## Problem
Render everything in the material below, from the line containing "Each instance of the black belt" down to the line containing "[(145, 165)]", as a JSON list of strings with one string per line and no entries for blank lines.

___

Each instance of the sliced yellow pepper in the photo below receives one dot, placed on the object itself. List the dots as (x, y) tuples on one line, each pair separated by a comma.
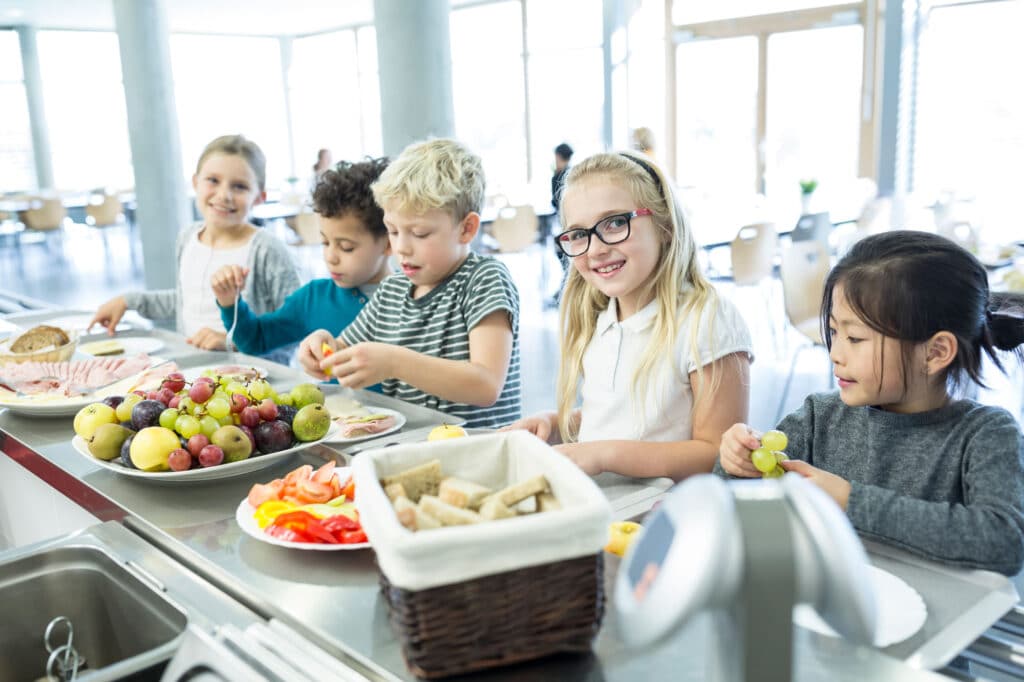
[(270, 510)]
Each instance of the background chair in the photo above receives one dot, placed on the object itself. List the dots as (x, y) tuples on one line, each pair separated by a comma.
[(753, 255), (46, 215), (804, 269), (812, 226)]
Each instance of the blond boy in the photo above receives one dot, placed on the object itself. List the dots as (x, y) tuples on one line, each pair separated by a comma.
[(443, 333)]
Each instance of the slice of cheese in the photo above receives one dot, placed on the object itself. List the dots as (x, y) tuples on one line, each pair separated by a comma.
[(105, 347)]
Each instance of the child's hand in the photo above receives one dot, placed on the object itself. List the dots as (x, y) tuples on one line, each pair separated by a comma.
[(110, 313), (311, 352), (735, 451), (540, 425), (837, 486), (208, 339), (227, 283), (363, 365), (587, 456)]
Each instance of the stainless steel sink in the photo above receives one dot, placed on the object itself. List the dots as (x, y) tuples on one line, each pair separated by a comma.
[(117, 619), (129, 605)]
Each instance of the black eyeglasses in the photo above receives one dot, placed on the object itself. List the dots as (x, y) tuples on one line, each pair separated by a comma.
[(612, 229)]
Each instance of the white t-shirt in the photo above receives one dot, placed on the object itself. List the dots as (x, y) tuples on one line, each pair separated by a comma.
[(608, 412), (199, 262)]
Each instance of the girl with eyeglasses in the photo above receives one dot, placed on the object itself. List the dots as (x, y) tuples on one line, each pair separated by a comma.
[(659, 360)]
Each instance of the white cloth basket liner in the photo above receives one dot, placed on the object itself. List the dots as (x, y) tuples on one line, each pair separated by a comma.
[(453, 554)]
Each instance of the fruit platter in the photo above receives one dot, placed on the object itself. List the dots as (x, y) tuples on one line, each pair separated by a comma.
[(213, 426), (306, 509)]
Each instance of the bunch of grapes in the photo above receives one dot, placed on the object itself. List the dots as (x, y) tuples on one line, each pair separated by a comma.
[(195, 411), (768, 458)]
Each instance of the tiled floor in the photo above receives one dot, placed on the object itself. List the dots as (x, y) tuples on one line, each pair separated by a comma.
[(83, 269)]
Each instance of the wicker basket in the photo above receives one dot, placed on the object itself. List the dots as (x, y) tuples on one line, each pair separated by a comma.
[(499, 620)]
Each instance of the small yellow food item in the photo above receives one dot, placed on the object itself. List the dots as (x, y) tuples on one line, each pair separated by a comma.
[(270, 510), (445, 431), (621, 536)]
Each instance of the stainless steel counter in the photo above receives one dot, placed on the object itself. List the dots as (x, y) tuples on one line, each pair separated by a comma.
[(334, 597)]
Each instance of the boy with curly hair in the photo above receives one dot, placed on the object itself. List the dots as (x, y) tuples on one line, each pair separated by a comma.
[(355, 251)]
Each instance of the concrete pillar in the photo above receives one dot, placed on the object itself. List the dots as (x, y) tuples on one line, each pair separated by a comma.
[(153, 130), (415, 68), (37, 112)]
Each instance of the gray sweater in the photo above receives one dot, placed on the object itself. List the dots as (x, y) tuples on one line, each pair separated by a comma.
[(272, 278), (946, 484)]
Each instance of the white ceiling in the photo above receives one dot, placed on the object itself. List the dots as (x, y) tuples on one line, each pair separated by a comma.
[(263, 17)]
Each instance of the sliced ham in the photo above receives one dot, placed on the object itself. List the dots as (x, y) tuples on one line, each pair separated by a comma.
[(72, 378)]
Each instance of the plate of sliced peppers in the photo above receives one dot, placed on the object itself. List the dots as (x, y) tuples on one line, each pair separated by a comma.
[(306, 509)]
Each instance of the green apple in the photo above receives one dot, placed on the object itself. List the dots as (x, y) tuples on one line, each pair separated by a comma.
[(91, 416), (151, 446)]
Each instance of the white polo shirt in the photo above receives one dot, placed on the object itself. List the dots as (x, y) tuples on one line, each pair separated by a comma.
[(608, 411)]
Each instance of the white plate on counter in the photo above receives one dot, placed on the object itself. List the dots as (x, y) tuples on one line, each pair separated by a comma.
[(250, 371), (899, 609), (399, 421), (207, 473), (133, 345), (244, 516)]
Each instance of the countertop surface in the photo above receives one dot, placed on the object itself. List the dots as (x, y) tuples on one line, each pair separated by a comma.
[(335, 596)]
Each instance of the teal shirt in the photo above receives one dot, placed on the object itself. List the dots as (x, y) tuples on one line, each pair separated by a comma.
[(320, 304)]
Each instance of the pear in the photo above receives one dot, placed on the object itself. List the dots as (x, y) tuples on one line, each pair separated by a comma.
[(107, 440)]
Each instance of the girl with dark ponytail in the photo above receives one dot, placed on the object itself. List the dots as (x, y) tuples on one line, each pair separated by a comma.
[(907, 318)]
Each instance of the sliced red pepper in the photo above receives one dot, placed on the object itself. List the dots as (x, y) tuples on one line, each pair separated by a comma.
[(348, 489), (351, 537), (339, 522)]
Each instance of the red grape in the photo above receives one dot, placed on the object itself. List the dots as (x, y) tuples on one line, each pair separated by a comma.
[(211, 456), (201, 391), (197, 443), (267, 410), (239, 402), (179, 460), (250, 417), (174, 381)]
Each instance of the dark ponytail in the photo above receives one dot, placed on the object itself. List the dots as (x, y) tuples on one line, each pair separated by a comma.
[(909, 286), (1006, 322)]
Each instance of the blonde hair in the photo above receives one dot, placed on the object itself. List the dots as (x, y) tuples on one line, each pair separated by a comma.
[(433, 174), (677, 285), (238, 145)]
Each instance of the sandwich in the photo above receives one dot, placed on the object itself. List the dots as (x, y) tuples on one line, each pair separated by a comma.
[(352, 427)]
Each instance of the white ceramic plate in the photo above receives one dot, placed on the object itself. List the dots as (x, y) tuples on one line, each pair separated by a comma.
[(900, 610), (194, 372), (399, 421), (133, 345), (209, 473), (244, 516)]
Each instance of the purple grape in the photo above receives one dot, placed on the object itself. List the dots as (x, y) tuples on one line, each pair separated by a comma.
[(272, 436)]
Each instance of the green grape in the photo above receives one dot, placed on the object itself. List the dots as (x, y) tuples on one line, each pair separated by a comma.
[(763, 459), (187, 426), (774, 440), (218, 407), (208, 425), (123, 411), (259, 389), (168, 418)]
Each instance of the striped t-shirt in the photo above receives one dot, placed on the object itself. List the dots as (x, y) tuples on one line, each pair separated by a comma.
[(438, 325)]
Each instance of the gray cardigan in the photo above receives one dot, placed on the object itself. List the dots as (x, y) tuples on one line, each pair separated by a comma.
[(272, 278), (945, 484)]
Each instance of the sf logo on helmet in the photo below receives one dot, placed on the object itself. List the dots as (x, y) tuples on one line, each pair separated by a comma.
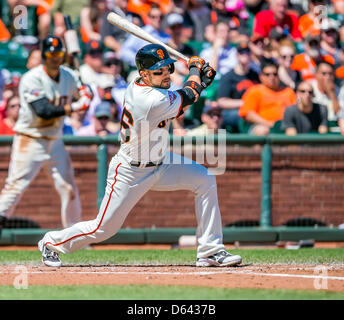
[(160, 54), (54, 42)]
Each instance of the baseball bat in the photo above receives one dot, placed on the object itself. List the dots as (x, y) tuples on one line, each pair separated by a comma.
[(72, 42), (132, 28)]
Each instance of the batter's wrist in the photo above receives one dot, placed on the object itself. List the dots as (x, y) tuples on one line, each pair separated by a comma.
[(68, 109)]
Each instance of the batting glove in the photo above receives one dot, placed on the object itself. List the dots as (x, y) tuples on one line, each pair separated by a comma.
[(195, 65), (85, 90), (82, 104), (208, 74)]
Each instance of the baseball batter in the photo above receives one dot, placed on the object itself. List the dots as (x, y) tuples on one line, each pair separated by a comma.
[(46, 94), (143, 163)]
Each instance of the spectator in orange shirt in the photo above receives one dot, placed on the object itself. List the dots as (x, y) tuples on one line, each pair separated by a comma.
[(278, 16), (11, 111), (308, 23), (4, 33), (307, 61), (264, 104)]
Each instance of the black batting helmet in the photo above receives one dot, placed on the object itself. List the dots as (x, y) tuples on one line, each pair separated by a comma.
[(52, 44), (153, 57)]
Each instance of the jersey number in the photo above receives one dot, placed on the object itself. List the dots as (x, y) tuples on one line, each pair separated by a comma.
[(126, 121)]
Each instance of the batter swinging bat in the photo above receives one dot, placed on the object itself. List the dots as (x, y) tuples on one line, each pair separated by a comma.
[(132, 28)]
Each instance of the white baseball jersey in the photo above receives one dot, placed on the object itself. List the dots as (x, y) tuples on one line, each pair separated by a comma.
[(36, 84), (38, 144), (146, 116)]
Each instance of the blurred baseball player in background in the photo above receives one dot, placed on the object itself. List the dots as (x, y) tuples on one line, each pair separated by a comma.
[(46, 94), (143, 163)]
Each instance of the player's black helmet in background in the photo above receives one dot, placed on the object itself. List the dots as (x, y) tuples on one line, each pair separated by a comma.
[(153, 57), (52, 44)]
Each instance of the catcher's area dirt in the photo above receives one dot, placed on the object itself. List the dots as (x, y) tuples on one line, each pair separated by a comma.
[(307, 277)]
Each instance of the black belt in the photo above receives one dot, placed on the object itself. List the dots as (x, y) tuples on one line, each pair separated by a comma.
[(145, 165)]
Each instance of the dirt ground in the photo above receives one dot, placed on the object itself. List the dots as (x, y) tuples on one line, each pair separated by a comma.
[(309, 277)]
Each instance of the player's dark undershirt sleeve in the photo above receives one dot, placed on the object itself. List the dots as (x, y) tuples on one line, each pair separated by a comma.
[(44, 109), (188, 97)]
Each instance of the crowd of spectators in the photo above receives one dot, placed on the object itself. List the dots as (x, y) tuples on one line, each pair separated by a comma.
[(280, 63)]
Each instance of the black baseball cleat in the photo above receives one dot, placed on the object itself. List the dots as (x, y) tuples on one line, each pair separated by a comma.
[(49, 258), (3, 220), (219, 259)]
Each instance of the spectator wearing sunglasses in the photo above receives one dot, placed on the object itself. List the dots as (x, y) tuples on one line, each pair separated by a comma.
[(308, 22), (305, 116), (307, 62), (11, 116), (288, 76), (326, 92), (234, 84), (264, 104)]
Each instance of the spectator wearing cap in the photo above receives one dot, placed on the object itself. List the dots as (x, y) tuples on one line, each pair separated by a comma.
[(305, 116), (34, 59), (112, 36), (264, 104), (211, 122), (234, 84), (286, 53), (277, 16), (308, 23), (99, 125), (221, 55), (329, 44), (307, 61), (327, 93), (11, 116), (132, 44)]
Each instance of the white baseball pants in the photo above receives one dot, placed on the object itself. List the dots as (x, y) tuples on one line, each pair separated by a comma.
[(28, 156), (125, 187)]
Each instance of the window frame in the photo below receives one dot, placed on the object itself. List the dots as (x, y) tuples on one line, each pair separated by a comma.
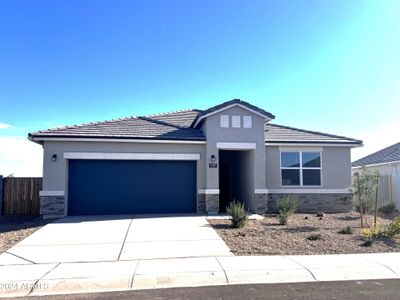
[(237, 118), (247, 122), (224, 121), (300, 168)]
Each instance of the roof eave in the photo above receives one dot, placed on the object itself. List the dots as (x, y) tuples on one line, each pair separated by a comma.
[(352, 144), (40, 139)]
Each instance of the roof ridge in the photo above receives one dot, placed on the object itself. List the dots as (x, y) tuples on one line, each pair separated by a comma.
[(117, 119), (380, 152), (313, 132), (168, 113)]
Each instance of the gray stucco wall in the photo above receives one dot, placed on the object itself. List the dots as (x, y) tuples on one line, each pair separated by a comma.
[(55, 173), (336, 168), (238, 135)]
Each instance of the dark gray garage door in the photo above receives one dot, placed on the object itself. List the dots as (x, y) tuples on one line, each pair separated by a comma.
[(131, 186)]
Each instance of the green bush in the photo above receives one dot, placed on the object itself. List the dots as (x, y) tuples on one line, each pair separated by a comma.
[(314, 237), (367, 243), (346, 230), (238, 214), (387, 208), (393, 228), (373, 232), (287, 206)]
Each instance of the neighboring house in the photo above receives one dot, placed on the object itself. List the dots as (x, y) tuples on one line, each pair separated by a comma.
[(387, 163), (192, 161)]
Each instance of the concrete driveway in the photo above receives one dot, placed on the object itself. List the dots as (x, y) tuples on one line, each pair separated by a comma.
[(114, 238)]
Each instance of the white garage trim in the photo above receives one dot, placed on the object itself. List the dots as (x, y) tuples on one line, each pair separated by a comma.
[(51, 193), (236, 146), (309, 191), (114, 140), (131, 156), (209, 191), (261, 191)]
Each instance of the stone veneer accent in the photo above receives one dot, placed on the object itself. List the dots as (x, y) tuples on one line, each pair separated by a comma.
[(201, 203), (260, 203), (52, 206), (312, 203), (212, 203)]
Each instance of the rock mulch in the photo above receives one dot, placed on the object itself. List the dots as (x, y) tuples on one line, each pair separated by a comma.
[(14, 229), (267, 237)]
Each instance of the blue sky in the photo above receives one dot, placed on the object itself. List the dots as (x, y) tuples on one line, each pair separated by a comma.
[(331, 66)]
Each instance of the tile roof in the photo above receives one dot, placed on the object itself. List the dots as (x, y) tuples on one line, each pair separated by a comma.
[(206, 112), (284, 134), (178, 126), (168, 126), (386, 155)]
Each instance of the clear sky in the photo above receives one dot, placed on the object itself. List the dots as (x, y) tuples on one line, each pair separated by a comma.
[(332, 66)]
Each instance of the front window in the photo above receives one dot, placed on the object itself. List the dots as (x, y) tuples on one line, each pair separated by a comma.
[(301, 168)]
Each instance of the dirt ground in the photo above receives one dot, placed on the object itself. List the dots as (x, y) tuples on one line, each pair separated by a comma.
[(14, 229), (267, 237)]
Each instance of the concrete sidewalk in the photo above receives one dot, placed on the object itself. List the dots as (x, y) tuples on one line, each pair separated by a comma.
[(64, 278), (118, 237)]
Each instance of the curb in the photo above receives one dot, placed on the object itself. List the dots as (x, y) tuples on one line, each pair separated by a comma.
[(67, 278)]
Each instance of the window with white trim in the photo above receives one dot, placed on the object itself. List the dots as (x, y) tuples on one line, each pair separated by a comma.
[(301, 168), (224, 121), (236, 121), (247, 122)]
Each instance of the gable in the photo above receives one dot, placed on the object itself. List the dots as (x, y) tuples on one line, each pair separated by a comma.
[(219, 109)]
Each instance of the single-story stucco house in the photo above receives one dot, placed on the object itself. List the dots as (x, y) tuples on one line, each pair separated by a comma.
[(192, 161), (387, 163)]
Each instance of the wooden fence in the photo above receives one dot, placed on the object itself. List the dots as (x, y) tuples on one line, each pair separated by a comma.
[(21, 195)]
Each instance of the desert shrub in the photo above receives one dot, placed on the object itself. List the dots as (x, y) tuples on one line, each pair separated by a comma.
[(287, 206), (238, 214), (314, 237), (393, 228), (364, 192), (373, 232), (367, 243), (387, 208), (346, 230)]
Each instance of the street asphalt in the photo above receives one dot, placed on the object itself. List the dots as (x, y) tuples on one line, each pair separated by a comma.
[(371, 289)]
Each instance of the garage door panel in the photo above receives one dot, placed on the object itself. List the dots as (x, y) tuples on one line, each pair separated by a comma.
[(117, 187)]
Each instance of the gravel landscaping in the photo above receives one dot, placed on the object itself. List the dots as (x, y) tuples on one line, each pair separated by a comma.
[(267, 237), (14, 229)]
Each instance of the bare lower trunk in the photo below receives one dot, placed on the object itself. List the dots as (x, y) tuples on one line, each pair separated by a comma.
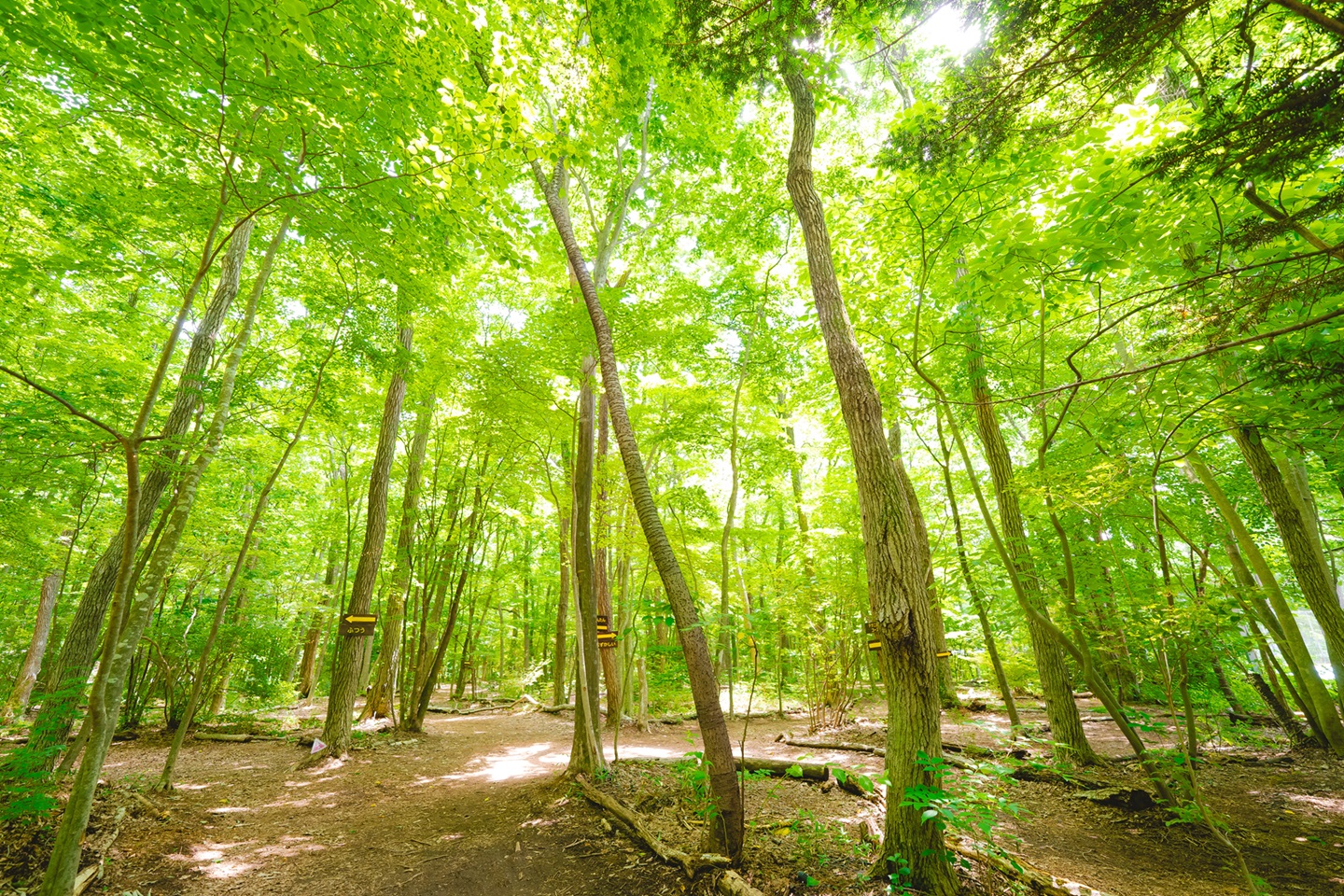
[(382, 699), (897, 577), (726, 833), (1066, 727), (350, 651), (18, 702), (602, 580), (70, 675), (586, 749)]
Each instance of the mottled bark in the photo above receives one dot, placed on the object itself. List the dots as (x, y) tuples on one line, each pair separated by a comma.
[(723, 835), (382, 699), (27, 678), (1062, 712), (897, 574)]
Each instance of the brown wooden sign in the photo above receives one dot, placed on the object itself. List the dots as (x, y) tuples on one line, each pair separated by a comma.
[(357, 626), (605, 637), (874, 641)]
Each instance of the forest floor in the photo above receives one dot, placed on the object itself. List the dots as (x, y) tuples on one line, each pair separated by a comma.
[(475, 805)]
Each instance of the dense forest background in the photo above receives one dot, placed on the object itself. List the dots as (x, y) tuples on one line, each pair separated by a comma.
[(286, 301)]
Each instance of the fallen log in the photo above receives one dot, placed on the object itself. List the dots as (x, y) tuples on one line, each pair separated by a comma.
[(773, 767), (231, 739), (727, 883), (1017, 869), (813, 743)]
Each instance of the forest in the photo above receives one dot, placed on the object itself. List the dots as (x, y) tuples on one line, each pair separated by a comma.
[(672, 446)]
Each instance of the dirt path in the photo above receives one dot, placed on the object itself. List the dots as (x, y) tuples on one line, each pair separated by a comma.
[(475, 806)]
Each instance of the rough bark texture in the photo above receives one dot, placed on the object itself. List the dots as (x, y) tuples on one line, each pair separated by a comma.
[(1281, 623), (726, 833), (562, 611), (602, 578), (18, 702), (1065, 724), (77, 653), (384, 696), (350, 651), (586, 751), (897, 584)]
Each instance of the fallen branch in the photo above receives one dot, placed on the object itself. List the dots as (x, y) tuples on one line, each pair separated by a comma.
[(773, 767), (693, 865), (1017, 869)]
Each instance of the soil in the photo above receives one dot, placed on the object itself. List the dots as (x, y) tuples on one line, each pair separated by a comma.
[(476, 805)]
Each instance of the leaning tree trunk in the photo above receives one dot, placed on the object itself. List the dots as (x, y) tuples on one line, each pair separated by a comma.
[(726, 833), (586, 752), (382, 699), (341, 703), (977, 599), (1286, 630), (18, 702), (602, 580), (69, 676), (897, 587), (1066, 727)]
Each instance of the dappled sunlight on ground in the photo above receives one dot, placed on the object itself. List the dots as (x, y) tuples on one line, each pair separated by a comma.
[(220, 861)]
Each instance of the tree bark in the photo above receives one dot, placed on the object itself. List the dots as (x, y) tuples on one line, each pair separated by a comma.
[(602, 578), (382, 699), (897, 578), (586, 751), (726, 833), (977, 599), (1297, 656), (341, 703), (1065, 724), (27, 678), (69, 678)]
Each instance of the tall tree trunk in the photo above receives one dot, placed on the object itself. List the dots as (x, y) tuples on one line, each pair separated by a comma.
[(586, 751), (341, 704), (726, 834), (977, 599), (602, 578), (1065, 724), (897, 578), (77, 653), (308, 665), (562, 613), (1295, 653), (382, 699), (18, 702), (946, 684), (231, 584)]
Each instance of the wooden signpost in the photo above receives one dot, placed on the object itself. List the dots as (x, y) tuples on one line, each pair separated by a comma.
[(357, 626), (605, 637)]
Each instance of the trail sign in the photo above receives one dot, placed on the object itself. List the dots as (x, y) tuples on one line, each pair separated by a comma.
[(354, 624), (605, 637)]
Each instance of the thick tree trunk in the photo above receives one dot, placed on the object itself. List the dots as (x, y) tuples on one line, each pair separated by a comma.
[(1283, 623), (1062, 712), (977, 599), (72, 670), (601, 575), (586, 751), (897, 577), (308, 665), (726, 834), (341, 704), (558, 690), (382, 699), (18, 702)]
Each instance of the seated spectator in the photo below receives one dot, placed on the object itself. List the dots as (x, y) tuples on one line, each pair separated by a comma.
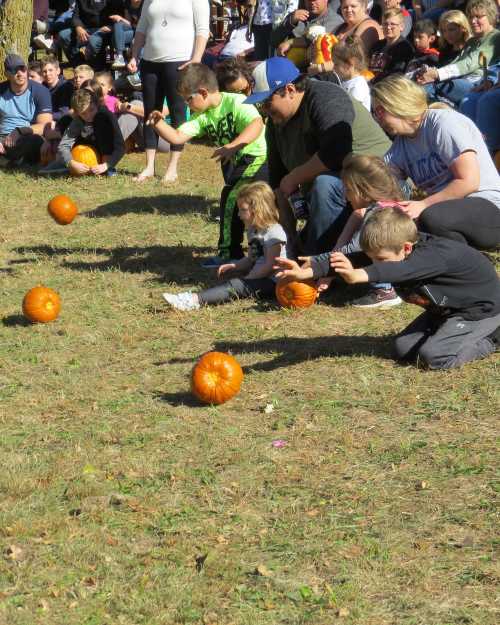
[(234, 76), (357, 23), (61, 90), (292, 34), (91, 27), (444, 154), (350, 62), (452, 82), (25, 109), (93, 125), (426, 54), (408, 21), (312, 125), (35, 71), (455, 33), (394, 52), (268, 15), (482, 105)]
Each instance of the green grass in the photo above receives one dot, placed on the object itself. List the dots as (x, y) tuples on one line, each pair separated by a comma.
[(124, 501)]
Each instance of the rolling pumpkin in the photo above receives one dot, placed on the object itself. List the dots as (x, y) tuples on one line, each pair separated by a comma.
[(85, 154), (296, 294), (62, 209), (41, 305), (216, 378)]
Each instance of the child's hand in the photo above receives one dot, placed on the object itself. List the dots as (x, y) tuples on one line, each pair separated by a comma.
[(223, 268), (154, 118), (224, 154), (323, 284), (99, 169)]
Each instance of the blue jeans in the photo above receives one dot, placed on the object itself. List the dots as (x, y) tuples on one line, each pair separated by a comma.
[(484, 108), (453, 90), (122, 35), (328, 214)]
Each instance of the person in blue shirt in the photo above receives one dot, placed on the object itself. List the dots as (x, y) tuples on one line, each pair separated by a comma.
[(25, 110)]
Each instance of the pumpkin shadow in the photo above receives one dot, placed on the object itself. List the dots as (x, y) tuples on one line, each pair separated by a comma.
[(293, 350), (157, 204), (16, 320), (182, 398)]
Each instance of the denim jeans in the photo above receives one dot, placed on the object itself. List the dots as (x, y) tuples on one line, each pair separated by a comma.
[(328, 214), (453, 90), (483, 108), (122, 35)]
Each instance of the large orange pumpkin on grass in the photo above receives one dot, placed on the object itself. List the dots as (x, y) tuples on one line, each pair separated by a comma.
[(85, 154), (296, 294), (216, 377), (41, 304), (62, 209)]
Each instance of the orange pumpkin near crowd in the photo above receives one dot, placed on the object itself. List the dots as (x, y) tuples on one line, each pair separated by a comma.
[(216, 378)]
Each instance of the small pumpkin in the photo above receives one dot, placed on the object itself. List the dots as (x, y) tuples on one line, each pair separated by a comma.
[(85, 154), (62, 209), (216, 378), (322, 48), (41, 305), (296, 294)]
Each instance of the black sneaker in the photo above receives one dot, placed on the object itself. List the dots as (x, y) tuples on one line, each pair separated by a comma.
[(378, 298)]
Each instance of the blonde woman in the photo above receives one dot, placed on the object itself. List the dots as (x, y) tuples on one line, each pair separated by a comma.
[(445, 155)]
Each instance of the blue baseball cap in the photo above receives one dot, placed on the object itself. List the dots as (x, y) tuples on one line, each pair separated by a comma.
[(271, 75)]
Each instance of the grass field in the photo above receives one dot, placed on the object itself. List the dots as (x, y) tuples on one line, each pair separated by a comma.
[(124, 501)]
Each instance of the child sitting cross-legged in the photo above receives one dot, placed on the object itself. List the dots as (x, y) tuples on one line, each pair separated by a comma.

___

## Solution for this exercise
[
  "Each instance of the black belt in the photo above receives one dot, placed on the object itself. List the dots as (x, y) tuples on one line, each pair separated by a comma.",
  "[(145, 165)]"
]